**Requirement 1:** In the Hochburg text, whom did Margrave Karl Friedrich make the Imperial Countess of Hochberg?

**Quoted text:**
◆ ◆ ◆ ◆ ◆

The Hochburg ("high castle") is a castle ruin situated between the city of Emmendingen and the village of Sexau in the region of Baden, located in the southwest of Germany. It was presumably built in the 11th century and was originally known as castle Hachberg. The line of nobles known as the Margraves of Baden-Hachberg most likely derive their name from this castle and before it was razed by the French it was the second largest fortification in Baden.
Historians are uncertain about where the name Hachberg comes from. One theory is that an estate in the region was given to a man referred to as Hacho who was a part of Charlemagnes retinue. This hypothesis is also supported by an engraved plaque added to the castle by Karl II and a document dating back to 1161 mentions it as Castro Hahberc. In any case, whoever the true builder of the castle is most likely chose its name for their lineage, resulting in the family sidebranch of the house of Baden known as Baden-Hachberg.
The first mention of a transition from Hachberg to Hochberg can be found in French sources concerned with members of the lineage of Hachberg-Sausenberg, who were the counts of Neuenburg as well.
The name Hochberg sees its German revival as late as 1787, when Margrave Karl Friedrich, as second husband, married Luise Karoline Freiin Geyer von Geyersberg and made her the Imperial Countess of Hochberg.
The Lords of Hachberg
Dietrich von Emmendingen (who later called himself von Hachberg) most likely founded the castle to harvest the forests surrounding it for lumber. Its first mention dates back to a document from 1127. The further development of later property documents suggests that Erkenbold von Hachberg, the last of his name, gave his holdings to the Zähringer to finance his participation in the crusades (1147–1149).
The Margraves of Baden 1161-1212
A document on the talks about the founding of the monastery Tennenbach from 1161 implies that Hermann IV von Baden was the reigning lord of castle Hachberg at the time. When his sons Hermann V and Henrich I divided the margraviate among each other in 1212 the castle became the centre of power for the margraves of Baden-Hachberg.

◆ ◆ ◆ ◆ ◆

**Stored items:**
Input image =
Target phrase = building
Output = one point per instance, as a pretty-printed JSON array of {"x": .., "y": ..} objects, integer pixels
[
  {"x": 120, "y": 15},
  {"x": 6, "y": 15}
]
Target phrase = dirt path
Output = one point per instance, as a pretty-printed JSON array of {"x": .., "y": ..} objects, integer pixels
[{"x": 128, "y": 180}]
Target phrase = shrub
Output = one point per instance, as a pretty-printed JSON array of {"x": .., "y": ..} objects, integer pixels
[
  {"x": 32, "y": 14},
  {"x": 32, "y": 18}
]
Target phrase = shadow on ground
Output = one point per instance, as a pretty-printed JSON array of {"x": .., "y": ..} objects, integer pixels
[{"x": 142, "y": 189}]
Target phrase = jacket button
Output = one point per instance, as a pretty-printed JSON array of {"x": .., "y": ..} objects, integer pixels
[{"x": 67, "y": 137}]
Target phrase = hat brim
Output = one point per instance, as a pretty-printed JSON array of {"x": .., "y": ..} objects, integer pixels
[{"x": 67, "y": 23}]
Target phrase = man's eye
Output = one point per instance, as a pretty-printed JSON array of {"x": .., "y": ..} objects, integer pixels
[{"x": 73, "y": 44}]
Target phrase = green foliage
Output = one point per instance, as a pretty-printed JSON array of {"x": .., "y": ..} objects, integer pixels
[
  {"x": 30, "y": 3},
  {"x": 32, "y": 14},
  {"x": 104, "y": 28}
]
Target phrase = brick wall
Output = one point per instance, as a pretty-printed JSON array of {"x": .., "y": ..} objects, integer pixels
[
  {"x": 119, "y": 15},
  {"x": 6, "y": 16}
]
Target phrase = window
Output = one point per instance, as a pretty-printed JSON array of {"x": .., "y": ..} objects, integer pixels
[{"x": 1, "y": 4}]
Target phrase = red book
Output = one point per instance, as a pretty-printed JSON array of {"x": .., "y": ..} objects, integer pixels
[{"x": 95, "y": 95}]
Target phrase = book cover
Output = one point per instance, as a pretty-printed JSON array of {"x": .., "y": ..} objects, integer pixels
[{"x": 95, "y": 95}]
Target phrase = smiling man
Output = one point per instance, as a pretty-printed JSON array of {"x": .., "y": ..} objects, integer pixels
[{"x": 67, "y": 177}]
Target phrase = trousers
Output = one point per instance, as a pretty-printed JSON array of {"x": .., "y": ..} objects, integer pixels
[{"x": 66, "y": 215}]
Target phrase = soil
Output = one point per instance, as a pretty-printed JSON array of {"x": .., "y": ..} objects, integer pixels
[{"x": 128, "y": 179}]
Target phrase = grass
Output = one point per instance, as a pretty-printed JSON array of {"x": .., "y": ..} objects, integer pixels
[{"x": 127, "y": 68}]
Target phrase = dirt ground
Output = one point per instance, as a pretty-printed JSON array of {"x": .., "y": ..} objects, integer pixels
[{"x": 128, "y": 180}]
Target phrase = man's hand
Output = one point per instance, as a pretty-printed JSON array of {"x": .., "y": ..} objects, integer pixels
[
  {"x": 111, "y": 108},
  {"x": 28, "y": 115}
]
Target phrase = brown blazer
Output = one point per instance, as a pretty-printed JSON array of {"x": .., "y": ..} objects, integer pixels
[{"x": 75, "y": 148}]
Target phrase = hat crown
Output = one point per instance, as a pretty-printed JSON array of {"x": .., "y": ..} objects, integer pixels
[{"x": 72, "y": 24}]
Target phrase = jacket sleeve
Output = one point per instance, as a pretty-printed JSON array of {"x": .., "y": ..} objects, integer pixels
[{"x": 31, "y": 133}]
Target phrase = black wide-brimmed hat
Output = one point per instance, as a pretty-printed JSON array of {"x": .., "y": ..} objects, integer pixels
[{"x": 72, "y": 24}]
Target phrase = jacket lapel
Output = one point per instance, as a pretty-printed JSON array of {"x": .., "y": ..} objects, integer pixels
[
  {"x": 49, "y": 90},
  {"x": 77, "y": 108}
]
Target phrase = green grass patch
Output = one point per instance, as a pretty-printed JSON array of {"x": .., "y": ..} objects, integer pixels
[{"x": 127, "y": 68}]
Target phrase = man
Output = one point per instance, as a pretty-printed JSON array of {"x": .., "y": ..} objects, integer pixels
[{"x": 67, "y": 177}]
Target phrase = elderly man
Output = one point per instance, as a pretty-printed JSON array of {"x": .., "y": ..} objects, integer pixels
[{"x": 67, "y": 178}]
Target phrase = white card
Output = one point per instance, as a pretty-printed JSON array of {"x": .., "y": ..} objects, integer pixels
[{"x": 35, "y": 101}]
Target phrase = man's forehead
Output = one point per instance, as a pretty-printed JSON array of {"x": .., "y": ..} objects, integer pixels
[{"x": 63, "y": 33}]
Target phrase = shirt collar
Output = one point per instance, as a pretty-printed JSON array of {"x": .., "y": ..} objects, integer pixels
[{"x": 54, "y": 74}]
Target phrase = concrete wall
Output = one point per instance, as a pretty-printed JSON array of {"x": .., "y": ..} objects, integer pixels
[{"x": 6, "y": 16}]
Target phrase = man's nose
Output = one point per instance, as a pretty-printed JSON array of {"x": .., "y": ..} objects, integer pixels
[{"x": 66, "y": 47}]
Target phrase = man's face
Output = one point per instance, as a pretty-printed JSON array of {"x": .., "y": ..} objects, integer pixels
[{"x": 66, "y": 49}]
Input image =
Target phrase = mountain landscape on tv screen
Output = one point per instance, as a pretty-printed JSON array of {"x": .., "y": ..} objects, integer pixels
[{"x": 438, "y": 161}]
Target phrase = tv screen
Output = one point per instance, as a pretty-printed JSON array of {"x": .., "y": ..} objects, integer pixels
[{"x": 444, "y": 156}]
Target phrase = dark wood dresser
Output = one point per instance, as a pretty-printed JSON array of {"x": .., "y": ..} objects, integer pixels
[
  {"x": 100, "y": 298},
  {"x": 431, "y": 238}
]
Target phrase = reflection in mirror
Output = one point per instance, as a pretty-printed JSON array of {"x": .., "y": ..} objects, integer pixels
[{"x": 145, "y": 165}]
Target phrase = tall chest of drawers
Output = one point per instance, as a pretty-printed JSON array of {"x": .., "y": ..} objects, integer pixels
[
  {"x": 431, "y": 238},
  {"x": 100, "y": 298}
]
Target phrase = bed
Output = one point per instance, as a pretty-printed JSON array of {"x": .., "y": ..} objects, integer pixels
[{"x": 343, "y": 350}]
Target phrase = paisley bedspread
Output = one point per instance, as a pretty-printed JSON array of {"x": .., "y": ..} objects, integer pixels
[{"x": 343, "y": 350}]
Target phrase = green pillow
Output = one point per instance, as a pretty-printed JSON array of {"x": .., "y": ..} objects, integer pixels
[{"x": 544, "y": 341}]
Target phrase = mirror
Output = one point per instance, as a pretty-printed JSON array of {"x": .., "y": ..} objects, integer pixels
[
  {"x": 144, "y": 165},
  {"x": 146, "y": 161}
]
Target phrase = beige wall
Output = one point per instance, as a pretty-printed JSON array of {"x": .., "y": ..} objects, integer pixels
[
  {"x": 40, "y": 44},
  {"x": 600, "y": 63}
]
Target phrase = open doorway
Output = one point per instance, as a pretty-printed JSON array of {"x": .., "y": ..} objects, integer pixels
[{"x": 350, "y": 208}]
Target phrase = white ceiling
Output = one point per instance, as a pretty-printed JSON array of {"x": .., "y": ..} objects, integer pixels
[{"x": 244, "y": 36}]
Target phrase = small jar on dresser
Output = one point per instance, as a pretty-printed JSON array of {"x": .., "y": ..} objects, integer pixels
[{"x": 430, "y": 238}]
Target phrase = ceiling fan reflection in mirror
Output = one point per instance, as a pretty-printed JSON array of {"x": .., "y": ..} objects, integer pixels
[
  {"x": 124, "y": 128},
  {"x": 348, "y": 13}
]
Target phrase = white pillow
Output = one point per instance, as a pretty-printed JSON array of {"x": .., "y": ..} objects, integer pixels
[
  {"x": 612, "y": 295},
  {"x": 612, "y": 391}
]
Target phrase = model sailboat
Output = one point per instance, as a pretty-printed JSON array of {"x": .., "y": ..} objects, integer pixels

◆ ◆ ◆ ◆ ◆

**Requirement 2:** Copy every line of the records above that contains the string "screen", treating uppercase and lowercase letters as different.

**Written answer 1:** Luise Karoline Freiin Geyer von Geyersberg

**Written answer 2:**
Target phrase = mountain landscape on tv screen
Target phrase = tv screen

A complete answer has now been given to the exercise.